Page excerpt:

---

The Pragmatic Entente: Israeli–Iranian Relations, 1948–1988
- Author: Sohrab Sobhani
- Language: English
- Subject: History of the relationships between Israel and Iran
- Genre: Political science; international relations; comparative politics;
- Publisher: Praeger Publishing, Ketab Corp (Persian edition)
- Publication date: 1989
- Publication place: United States
- Pages: 179
- ISBN: 0275933377

= The Pragmatic Entente =

1989 book by Sohrab Sobhani

The Pragmatic Entente: Israeli–Iranian Relations, 1948–1988 is the first comprehensive work on the history of long-standing yet ever-changing relationship between Israel and Iran. The book is written by Sohrab Sobhani, Iranian-American adjunct professor of International Relations at Georgetown University.

== Content ==
The author of this book, Sohrab Sobhani, has used the first-hand experiences and reports of people who were involved in the relations between Israel and Iran, before and after the arrival of Ruhollah Khomeini in Tehran in 1979. In this book, the relationship between Israel and Iran is studied in the complex background of Middle East politics. The author interviews many former Iranian officials and reveals a wealth of new information that explains why Iran and Israel act the way they do and why their interests have been intertwined for the past forty years. The book examines the main trends in the emergence of relations between the two countries of Israel and Iran and introduces the factors leading to continuity or change in these relations. In this book, by analyzing the historical events of the past, there is a discussion about how the relations between Israel and Iran will be in the future. By examining the reasons, the author shows that the Tehran-Tel Aviv connection will continue to be one of the stable features of the power configuration in the Middle East.

---

Set exercise 1:
In the book description above, write out everything from "The Pragmatic Entente: Israeli–Iranian Relations, 1948–1988 is" down to "at Georgetown University.".

Some records
---

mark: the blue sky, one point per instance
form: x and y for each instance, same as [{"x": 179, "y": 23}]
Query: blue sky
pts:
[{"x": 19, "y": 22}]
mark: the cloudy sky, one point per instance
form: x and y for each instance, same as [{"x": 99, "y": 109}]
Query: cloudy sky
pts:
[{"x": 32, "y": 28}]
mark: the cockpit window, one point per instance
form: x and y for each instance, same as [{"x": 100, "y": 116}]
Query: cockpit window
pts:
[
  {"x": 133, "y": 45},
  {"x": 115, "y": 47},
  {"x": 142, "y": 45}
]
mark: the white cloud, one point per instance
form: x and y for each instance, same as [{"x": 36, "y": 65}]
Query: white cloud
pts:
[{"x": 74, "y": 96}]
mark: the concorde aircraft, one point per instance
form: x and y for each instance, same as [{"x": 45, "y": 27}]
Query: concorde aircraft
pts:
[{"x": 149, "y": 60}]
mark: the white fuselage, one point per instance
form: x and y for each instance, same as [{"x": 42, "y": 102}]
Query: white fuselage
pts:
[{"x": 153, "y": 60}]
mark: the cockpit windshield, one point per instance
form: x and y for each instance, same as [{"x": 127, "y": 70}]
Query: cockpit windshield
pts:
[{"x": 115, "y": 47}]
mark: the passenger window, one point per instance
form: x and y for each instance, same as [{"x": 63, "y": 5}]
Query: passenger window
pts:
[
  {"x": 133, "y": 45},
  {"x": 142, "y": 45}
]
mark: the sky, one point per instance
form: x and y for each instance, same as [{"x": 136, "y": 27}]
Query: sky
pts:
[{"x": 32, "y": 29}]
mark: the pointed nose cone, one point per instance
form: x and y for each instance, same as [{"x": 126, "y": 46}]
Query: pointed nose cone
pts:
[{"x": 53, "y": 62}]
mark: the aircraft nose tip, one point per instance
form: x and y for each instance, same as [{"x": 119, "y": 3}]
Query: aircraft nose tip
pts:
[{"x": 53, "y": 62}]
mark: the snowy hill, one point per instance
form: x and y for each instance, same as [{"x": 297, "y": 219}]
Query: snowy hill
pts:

---

Set exercise 2:
Give again everything in the records from the line containing "mark: the concorde" down to the end of the records.

Full response 1:
The Pragmatic Entente: Israeli–Iranian Relations, 1948–1988 is the first comprehensive work on the history of long-standing yet ever-changing relationship between Israel and Iran. The book is written by Sohrab Sobhani, Iranian-American adjunct professor of International Relations at Georgetown University.

Full response 2:
mark: the concorde aircraft, one point per instance
form: x and y for each instance, same as [{"x": 45, "y": 27}]
Query: concorde aircraft
pts:
[{"x": 149, "y": 60}]
mark: the white fuselage, one point per instance
form: x and y for each instance, same as [{"x": 42, "y": 102}]
Query: white fuselage
pts:
[{"x": 153, "y": 60}]
mark: the cockpit windshield, one point per instance
form: x and y for each instance, same as [{"x": 127, "y": 70}]
Query: cockpit windshield
pts:
[{"x": 115, "y": 47}]
mark: the passenger window, one point per instance
form: x and y for each instance, same as [{"x": 63, "y": 5}]
Query: passenger window
pts:
[
  {"x": 133, "y": 45},
  {"x": 142, "y": 45}
]
mark: the sky, one point per instance
form: x and y for each instance, same as [{"x": 136, "y": 27}]
Query: sky
pts:
[{"x": 32, "y": 29}]
mark: the pointed nose cone, one point per instance
form: x and y for each instance, same as [{"x": 126, "y": 46}]
Query: pointed nose cone
pts:
[{"x": 53, "y": 62}]
mark: the aircraft nose tip, one point per instance
form: x and y for each instance, same as [{"x": 119, "y": 3}]
Query: aircraft nose tip
pts:
[{"x": 53, "y": 62}]
mark: the snowy hill, one point per instance
form: x and y for each instance, same as [{"x": 297, "y": 219}]
Query: snowy hill
pts:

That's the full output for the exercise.